- _Exercise requirements_
Among the entries below, take the line with "Target — brick wall" and the line with "Target — distant building", and output them and every line between them exactly, with nothing else.
───── Data in this exercise ─────
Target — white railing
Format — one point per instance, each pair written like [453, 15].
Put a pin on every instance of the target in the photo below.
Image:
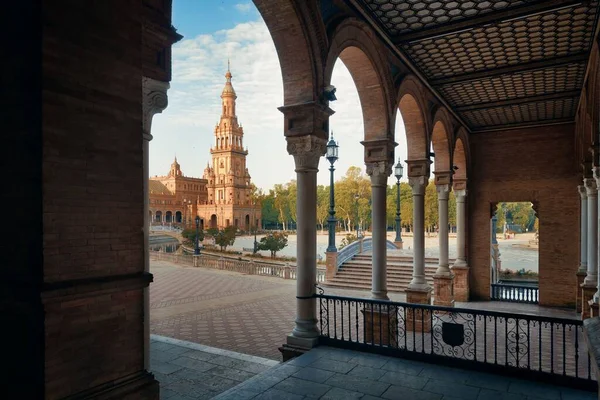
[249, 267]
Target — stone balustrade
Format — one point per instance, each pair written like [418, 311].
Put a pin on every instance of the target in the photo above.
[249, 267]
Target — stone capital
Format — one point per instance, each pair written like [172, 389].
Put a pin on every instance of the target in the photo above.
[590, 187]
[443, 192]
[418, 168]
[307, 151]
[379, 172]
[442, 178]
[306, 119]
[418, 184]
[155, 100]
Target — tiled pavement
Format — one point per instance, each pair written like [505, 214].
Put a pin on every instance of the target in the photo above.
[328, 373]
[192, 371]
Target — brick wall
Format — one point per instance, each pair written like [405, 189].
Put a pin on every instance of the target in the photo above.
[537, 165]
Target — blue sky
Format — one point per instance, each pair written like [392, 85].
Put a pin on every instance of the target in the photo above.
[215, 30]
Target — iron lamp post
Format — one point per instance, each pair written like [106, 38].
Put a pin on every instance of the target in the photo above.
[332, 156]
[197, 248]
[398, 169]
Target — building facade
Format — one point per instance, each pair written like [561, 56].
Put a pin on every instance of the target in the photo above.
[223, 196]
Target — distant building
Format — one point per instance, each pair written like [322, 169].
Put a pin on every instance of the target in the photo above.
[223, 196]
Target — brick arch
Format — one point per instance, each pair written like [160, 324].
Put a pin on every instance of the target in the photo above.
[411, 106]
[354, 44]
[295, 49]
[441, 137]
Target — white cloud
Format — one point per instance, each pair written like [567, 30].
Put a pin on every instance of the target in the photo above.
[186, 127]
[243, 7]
─────
───── Data in this exercise ─────
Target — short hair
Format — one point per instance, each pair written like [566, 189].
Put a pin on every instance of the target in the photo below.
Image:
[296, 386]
─────
- _Output of the task_
Target — brick wall
Format — one point per instance, each pair written like [405, 189].
Put a pin on every instance of the target in the photo above.
[537, 165]
Target — blue sky
Format — one point per instance, each pair written like [392, 85].
Put a pin on every instance of the target in the photo above.
[215, 30]
Target — iron lamp post
Format — one point per instance, each pair written like [106, 38].
Put a pin on every instance of the target in the photo above.
[332, 156]
[197, 248]
[398, 169]
Target — building facade
Format — one point per instance, each pair written like [561, 56].
Put a pin on every instance of the target in the photo above.
[223, 196]
Target — distant building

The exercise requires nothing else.